## ENTRIES SHOWN
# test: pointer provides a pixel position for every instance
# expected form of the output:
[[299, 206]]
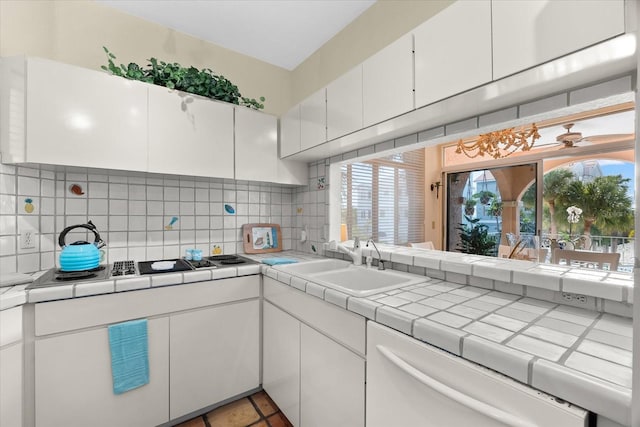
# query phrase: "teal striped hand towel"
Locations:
[[129, 355]]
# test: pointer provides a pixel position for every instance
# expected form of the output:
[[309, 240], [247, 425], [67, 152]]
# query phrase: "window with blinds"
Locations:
[[384, 198]]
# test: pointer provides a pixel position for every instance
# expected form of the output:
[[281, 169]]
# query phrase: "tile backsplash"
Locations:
[[143, 216]]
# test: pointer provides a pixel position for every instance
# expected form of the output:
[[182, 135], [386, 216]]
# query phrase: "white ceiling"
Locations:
[[280, 32]]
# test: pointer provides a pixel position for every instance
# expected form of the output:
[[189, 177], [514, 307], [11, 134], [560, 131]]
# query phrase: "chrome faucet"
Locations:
[[380, 262], [356, 253]]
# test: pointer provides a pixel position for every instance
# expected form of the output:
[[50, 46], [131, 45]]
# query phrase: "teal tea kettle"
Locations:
[[80, 255]]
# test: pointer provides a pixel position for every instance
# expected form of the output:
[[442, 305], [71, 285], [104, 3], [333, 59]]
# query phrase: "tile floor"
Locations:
[[257, 410]]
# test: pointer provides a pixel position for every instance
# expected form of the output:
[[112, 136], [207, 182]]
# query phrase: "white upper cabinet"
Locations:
[[256, 145], [313, 120], [290, 132], [344, 104], [66, 115], [528, 33], [387, 89], [189, 135], [453, 51]]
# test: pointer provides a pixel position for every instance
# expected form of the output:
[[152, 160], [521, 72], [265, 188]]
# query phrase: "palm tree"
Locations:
[[554, 186], [603, 201]]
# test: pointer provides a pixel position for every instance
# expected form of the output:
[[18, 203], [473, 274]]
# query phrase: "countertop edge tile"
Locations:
[[439, 335], [197, 276], [94, 288], [336, 297], [396, 319], [363, 306], [509, 361], [50, 293]]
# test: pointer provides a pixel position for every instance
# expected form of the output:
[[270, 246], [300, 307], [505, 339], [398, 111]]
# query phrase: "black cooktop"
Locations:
[[221, 261]]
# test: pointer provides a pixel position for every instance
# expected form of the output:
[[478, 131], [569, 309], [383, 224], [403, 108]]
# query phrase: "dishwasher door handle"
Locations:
[[455, 395]]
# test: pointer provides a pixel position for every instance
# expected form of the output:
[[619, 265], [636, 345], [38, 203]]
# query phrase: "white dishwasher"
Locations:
[[410, 383]]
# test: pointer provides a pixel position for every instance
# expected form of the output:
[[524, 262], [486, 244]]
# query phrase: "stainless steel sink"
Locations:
[[353, 280]]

## SHORT PROBLEM
Write the listing above out again exactly, dropping each image.

## TASK SOLUTION
# test: pointer provides a pixel position for every instance
# expected form of the output:
[[299, 206]]
# query phrase: "teal striped hand towel"
Locations:
[[129, 355]]
# test: pointer provides a pixel position for every instance
# expected form of the output:
[[309, 240], [247, 425], [67, 152]]
# query phrase: "window with blinds"
Locations:
[[384, 198]]
# test: pointer provides a pixel position for every instance
# expected form of the output:
[[281, 169]]
# query phrase: "tile backsplash"
Locations:
[[143, 216]]
# test: pointer provides a pixel position for every instance
# expected form of the output:
[[182, 135], [386, 216]]
# query phrase: "white ceiling"
Locations:
[[280, 32]]
# test: pointer provides a pixel position for every instance
# expected form of the output:
[[189, 177], [514, 307], [11, 134], [560, 131]]
# query phrase: "chrome faucet"
Locations:
[[380, 262], [356, 253]]
# test: pointer provides a pixel position for every instance
# expected form of the output:
[[50, 46], [131, 45]]
# query phrase: "teal tea kettle"
Locations:
[[80, 255]]
# test: pointer provides a pixel position for every instance
# expected form of the output:
[[442, 305], [71, 285], [104, 3], [333, 59]]
# query phrase: "tile floor"
Locations:
[[257, 410]]
# test: pointer provides a pixel position for every instance
# expected form of the output:
[[112, 136], [207, 182]]
# query phrase: "white upper cabinet"
Locations:
[[256, 145], [313, 120], [290, 132], [344, 104], [66, 115], [528, 33], [387, 89], [189, 135], [453, 51]]
# test: pointer provides a pixel position for every instance
# expected form of the output:
[[152, 160], [521, 72], [265, 188]]
# query phrase: "palm tree"
Locations:
[[554, 186], [603, 201]]
# test: pointer provides a pixel position for every instance
# expected form of the output:
[[18, 203], [473, 274]]
# query phrase: "countertop edge tile"
Locations:
[[439, 335], [197, 276], [94, 288], [336, 297], [396, 319], [363, 306], [509, 361], [50, 293]]
# test: pointer provides a pixel position for every instance
# expected form of the output:
[[270, 246], [300, 307], [505, 339], [398, 111]]
# query phrase: "black cooktop"
Locations:
[[221, 261]]
# test: pointer provides a pixel position for every instance
# expected form of the output:
[[478, 131], [569, 309], [383, 224], [403, 108]]
# query phrase: "dishwasher door handle"
Locations:
[[455, 395]]
# test: pointer provides a pixel position for every instance
# expected form of the output:
[[619, 265], [636, 345], [38, 203]]
# query phrase: "white dishwasher"
Locations:
[[410, 383]]
# test: pointer provides a pixel position for every instance
# expected form of the output:
[[524, 262], [486, 244]]
# query phrase: "stainless steel sink"
Locations:
[[353, 280]]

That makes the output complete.